* [GOAL]
Using the case report below, explain in one to three sentences why E20 said the six emails were covered by litigation privilege.

** Begin SELECTION **

Court of Appeal finds no litigation privilege in internal emails discussing commercial settlement of dispute
09 January 2019
The Court of Appeal has allowed an appeal by West Ham football club in its application to inspect certain emails sent internally amongst board members of E20 Stadium LLP (“E20”) and between E20’s board members and stakeholders, in respect of which E20 asserted litigation privilege. The emails were created with the dominant purpose of discussing the commercial settlement of E20’s dispute with West Ham over the club’s rights to use the London Olympic Stadium when litigation was in contemplation. The Court held that litigation privilege does not extend to documents concerned with the settlement or avoidance of litigation where the documents neither: (a) seek advice or information for the purpose of conducting litigation; nor (b) reveal the nature of such advice or information.
This case, WH Holding & Anor v E20 Stadium LLP, involving a dispute between the football club West Ham and their stadium landlords, shone a spotlight on the extent of litigation privilege.
The meaning of “litigation privilege” and when it will apply are explained in detail in our guide to legal professional privilege here. Litigation privilege applies to confidential communications between parties, their lawyers and third parties for the purpose of obtaining information or advice in connection with existing or contemplated litigation when, at the time of the communication in question, the following conditions are satisfied
- Litigation is in progress or reasonably in contemplation;
- The communications are made with the sole or dominant purpose of conducting that anticipated litigation; and
- The litigation must be adversarial, not investigative or inquisitorial.
The appellants (together, “West Ham”) had applied under CPR 31.19(6)(a) for the court to inspect six emails, in which privilege had been asserted by the respondent, E20. E20 argued the emails were protected by litigation privilege because they were created with the dominant purpose of discussing a commercial settlement of the dispute when litigation with West Ham was in contemplation. At first instance, Norris J dismissed the application, and held that the emails were protected by litigation privilege.

** End SELECTION **
** Begin DATA ENTRIES **

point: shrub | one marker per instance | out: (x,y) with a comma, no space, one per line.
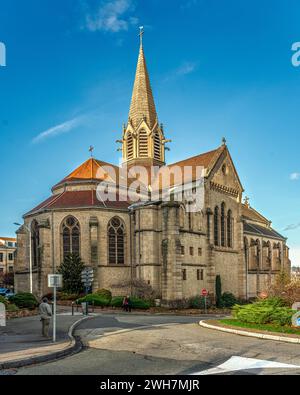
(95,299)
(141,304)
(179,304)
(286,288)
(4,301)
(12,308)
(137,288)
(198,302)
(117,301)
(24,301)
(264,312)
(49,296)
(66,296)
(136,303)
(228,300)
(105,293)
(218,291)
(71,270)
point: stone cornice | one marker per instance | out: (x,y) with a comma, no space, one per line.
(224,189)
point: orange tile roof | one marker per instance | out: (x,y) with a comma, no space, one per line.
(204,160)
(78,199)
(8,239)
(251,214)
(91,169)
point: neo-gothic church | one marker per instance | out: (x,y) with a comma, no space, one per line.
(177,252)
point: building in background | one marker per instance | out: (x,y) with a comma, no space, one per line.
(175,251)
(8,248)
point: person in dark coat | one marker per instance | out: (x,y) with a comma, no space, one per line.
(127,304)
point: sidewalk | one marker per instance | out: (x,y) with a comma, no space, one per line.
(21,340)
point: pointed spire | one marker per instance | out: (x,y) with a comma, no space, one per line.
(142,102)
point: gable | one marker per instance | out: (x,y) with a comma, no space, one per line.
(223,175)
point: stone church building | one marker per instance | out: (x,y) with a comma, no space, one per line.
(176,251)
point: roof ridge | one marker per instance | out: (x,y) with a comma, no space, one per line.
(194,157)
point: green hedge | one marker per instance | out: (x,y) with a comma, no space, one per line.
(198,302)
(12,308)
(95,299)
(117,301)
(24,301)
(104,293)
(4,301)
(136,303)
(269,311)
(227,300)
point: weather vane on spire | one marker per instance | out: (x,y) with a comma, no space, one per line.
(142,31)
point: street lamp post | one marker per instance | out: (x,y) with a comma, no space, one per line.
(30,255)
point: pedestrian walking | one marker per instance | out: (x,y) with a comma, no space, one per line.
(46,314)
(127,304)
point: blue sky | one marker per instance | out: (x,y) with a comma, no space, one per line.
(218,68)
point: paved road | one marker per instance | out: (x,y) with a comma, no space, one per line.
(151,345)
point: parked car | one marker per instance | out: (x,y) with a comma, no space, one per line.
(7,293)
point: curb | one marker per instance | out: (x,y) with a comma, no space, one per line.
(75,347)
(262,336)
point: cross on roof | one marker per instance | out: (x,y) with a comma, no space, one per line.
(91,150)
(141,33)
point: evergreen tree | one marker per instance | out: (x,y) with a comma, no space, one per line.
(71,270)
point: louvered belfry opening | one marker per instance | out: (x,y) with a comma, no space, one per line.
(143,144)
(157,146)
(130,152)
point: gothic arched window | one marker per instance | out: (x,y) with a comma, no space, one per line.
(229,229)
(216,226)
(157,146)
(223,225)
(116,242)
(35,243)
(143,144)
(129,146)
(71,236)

** End DATA ENTRIES **

* [OUTPUT OF THE TASK]
E20 argued that the emails were protected because they had been created with the dominant purpose of discussing a commercial settlement of its dispute with West Ham. At that time, litigation with West Ham was in contemplation.